▶ [EXERCISE] Extract, without alteration, each line from the start of the listing to the line bearing "Where can you see the boat hull?".
[Opening PROVIDED INFORMATION section]
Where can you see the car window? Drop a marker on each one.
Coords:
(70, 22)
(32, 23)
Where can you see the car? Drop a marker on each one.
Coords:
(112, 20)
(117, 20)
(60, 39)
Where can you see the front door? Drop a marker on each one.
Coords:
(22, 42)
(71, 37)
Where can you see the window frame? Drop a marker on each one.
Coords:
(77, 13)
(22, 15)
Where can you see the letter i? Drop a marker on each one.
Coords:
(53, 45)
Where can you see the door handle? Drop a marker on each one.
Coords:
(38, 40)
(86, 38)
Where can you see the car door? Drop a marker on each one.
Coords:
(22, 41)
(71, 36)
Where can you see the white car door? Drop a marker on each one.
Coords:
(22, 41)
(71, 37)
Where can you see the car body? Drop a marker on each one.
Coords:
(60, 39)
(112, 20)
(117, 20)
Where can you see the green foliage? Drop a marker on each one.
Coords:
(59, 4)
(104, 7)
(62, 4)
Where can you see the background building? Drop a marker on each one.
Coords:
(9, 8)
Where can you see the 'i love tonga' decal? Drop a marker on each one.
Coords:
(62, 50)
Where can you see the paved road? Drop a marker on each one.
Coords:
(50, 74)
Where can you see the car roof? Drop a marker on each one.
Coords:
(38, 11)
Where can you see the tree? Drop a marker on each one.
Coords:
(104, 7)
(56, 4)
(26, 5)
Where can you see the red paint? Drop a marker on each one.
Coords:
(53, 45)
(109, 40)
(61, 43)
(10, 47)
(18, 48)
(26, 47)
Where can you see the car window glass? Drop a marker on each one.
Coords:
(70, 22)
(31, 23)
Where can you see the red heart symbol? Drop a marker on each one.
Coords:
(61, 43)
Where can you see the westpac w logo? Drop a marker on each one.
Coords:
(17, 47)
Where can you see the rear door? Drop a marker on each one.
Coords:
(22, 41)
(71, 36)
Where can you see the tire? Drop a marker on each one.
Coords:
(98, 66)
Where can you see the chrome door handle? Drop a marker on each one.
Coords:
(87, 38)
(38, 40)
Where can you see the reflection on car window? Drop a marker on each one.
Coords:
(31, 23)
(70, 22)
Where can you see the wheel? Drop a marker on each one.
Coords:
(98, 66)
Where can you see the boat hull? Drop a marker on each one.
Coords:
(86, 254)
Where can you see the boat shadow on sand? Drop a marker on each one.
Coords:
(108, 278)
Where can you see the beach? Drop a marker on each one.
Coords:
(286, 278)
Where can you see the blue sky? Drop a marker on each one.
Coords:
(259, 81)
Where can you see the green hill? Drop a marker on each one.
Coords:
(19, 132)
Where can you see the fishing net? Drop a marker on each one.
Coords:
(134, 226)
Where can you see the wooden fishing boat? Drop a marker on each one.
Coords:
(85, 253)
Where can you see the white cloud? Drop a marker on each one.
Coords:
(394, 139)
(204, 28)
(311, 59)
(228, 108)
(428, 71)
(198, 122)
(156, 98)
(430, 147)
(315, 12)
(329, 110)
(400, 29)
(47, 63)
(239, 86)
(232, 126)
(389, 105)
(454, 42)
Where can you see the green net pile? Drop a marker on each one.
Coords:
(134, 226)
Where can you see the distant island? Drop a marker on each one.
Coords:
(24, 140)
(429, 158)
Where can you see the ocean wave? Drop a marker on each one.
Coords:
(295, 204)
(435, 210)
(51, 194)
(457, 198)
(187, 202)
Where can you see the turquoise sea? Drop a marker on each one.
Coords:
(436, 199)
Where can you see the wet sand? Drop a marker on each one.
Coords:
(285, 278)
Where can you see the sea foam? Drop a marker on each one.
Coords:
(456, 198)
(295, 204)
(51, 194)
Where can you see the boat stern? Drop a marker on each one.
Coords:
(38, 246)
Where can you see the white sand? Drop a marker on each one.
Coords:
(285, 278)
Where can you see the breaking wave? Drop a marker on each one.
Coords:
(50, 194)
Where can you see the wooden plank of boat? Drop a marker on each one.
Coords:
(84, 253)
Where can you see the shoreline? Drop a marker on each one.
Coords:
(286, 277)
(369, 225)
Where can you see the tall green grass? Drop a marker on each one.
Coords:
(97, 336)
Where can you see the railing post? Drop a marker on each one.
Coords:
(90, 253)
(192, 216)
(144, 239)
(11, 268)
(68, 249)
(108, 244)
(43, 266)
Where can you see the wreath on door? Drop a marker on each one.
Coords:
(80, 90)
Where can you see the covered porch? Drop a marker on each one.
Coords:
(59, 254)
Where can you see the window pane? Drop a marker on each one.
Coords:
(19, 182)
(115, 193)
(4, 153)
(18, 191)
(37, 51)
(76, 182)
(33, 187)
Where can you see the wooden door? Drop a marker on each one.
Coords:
[Closing PROVIDED INFORMATION section]
▶ [ANSWER TO THIS TASK]
Where can you see the car window? Drop a marker on each one.
Coords:
(70, 22)
(32, 23)
Where can you see the car? Drop a marker on each one.
Coords:
(112, 20)
(117, 20)
(60, 39)
Where can you see the front door? Drop a marker on each one.
Coords:
(22, 42)
(71, 37)
Where can you see the window frame? Drop a marker on each one.
Coords:
(77, 13)
(22, 15)
Where can you see the letter i? Drop a marker on each one.
Coords:
(53, 45)
Where can you see the door handle? Drop a marker on each one.
Coords:
(38, 40)
(86, 38)
Where can you see the car door? Drop a marker on each one.
Coords:
(22, 41)
(71, 36)
Where can you see the white car door? Drop a marker on each one.
Coords:
(22, 41)
(71, 37)
Where can you see the car body? Drop a marker on each one.
Coords:
(60, 39)
(112, 20)
(117, 20)
Where can you see the green foliage? Drop a marker on each one.
Coords:
(59, 4)
(104, 7)
(62, 4)
Where can you see the background building? Drop a marker on each one.
Coords:
(9, 8)
Where can you see the 'i love tonga' decal? Drop a marker on each one.
Coords:
(62, 50)
Where can you see the paved road? Drop a marker on each one.
Coords:
(50, 74)
Where can you see the car roof? Drop a marker on each one.
Coords:
(38, 11)
Where can you see the tree? Drop a marker on each one.
Coords:
(104, 7)
(56, 4)
(26, 5)
Where can you see the red paint? Drop a marker on each one.
Coords:
(53, 45)
(109, 40)
(61, 43)
(10, 47)
(18, 48)
(26, 47)
Where can you see the car window glass? Drop a marker on each one.
Coords:
(70, 22)
(31, 23)
Where can you see the red heart symbol? Drop a marker on each one.
Coords:
(61, 43)
Where can you see the westpac w logo? Drop a marker on each one.
Coords:
(17, 47)
Where can you see the rear door? Drop a marker on each one.
Coords:
(22, 41)
(71, 36)
Where can you see the tire? Drop a marker on each one.
Coords:
(98, 66)
Where can you see the chrome door handle? Drop a marker on each one.
Coords:
(87, 38)
(38, 40)
Where can you see the reflection on car window? Drop a marker on each one.
Coords:
(31, 23)
(70, 22)
Where can you see the wheel? Drop a marker on each one.
Coords:
(98, 66)
Where can you see the boat hull? Drop a marker on each one.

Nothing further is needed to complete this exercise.